◆ Task instructions ◆
Your task is to return the line containing "If you could pin the striped" plus every line after it, exactly and with nothing added.
=== Source records ===
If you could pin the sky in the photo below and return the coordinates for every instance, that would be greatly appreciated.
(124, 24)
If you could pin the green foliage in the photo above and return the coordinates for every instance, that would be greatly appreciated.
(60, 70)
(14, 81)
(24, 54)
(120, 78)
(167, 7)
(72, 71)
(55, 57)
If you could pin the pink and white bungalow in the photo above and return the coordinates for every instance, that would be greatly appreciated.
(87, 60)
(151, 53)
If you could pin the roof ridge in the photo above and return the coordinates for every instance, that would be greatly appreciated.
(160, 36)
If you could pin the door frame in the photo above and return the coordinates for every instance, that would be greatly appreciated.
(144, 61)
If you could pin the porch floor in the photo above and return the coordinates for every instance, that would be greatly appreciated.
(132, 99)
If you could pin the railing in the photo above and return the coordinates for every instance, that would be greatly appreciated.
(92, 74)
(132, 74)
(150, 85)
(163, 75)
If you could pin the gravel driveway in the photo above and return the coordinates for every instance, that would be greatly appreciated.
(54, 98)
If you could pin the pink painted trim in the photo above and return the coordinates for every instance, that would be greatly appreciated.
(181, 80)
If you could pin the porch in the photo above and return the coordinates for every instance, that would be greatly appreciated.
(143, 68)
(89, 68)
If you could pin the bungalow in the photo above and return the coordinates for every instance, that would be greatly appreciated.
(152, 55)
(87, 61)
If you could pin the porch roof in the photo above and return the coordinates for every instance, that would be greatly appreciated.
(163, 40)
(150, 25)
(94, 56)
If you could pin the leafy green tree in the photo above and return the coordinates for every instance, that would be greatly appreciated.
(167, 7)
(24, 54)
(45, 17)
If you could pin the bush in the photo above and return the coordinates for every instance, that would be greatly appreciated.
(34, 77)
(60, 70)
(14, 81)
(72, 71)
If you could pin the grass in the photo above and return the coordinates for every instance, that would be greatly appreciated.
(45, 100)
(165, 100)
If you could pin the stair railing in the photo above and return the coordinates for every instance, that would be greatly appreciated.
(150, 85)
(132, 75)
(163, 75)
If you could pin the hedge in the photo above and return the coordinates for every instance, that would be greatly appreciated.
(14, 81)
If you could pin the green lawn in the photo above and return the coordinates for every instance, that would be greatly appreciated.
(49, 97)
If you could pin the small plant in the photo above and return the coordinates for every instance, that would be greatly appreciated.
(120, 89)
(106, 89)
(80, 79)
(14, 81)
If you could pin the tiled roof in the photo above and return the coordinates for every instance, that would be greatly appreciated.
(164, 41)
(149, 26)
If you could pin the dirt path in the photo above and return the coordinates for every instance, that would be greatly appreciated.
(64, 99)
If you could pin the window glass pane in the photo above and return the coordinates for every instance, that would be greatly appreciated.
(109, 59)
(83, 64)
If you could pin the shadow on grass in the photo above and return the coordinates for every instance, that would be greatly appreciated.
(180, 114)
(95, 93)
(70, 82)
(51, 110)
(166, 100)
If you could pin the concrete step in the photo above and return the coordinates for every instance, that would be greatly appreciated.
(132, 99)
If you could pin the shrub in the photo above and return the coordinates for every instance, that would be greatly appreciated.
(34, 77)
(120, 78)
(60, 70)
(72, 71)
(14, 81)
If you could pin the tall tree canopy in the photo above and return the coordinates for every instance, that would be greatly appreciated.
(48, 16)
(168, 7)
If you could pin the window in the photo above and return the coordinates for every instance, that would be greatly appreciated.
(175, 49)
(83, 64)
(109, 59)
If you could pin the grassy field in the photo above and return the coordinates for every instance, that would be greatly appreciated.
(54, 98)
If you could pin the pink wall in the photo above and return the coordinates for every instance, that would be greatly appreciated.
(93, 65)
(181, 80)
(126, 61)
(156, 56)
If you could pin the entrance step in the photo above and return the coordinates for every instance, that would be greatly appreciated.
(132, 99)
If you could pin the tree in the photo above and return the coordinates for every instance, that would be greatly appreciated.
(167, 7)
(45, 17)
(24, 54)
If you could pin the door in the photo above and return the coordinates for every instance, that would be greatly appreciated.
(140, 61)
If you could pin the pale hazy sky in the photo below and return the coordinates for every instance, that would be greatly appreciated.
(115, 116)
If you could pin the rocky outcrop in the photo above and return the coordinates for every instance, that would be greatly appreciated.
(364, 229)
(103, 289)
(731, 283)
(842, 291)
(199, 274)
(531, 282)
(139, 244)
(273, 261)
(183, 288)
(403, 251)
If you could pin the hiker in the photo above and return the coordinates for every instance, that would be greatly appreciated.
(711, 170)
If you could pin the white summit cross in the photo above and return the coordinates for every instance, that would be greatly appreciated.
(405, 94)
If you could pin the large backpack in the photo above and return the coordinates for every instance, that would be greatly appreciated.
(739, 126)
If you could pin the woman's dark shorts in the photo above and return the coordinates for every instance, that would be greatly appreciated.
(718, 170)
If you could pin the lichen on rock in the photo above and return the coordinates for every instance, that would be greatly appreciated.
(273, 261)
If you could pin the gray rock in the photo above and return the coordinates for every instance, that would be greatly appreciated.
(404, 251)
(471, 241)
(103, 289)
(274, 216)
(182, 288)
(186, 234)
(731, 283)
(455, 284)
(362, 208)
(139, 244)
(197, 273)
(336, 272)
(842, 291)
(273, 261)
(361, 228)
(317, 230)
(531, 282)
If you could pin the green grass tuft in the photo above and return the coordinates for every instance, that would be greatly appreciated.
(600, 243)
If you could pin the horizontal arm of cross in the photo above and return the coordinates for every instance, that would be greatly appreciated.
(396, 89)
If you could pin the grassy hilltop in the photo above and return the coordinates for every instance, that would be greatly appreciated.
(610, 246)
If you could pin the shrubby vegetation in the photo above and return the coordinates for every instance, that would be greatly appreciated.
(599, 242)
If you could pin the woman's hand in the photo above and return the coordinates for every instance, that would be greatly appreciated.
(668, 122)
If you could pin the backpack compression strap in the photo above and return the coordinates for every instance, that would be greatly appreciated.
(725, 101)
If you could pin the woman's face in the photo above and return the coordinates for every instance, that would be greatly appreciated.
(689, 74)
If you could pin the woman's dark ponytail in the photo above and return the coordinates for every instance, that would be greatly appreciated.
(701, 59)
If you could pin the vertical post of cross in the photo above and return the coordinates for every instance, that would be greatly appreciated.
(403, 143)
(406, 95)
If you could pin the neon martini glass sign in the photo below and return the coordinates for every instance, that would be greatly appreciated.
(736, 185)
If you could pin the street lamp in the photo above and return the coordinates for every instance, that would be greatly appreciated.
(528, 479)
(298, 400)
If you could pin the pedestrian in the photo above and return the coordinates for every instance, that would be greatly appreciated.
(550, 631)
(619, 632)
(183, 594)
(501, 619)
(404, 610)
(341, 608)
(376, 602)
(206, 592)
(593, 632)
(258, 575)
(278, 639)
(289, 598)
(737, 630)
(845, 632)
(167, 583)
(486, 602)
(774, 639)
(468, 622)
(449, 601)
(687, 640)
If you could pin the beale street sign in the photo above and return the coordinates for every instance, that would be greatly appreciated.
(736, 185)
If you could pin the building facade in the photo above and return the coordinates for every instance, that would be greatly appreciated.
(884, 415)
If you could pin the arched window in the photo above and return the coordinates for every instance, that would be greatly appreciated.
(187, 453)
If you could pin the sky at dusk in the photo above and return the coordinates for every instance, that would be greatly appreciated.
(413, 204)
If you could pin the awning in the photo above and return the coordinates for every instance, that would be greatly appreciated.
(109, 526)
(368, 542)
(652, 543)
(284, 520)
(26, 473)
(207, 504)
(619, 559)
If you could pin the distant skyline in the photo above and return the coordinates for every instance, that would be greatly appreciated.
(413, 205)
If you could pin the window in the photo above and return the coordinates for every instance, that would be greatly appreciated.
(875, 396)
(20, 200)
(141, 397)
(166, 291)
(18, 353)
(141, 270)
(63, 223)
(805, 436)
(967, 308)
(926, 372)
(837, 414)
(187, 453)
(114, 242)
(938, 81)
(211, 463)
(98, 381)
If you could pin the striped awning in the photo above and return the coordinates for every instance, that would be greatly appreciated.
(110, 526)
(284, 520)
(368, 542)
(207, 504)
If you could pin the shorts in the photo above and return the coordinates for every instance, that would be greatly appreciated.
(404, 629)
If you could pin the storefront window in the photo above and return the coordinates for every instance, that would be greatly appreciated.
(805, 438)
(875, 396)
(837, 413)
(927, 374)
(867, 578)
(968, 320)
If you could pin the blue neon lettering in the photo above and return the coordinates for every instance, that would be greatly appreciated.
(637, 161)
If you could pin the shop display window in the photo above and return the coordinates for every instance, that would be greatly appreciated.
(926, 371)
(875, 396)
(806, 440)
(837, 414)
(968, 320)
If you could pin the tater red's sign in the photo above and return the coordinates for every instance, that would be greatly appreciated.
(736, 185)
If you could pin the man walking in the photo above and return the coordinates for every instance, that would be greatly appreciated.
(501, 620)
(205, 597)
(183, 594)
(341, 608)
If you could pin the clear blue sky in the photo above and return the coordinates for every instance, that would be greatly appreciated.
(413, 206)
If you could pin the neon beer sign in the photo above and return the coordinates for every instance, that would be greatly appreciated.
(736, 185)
===
◆ Task answer ◆
If you could pin the striped awning in the photo above and return the coordinates for every instance, that would be greatly appreciated.
(110, 526)
(284, 520)
(368, 542)
(207, 504)
If you could pin the shorts in the photo above and return the coordinates for every instance, that would be greatly appreciated.
(404, 629)
If you could pin the storefront window in the photo above and return the coordinates for every instance, that would be greatly appreciated.
(805, 438)
(875, 396)
(837, 413)
(927, 374)
(867, 578)
(968, 320)
If you could pin the blue neon lettering in the photo above and return the coordinates for every instance, that would be greatly appreciated.
(637, 161)
If you could pin the shop display window in the photo above and return the coordinates for every instance, that would be greatly appreciated.
(926, 371)
(875, 396)
(806, 440)
(837, 414)
(968, 320)
If you could pin the tater red's sign in the photo above and return the coordinates for every instance, that would be greatly appreciated.
(736, 185)
If you could pin the man walking in the photo above and return the coordinates for every instance, that would be greatly appreciated.
(501, 620)
(205, 597)
(183, 594)
(341, 608)
If you could pin the clear blue sky in the photo above and return the coordinates for every instance, that would be greatly appreciated.
(413, 206)
If you could pin the neon beer sign in the photo above and return the coordinates for every instance, that would be greatly appreciated.
(736, 185)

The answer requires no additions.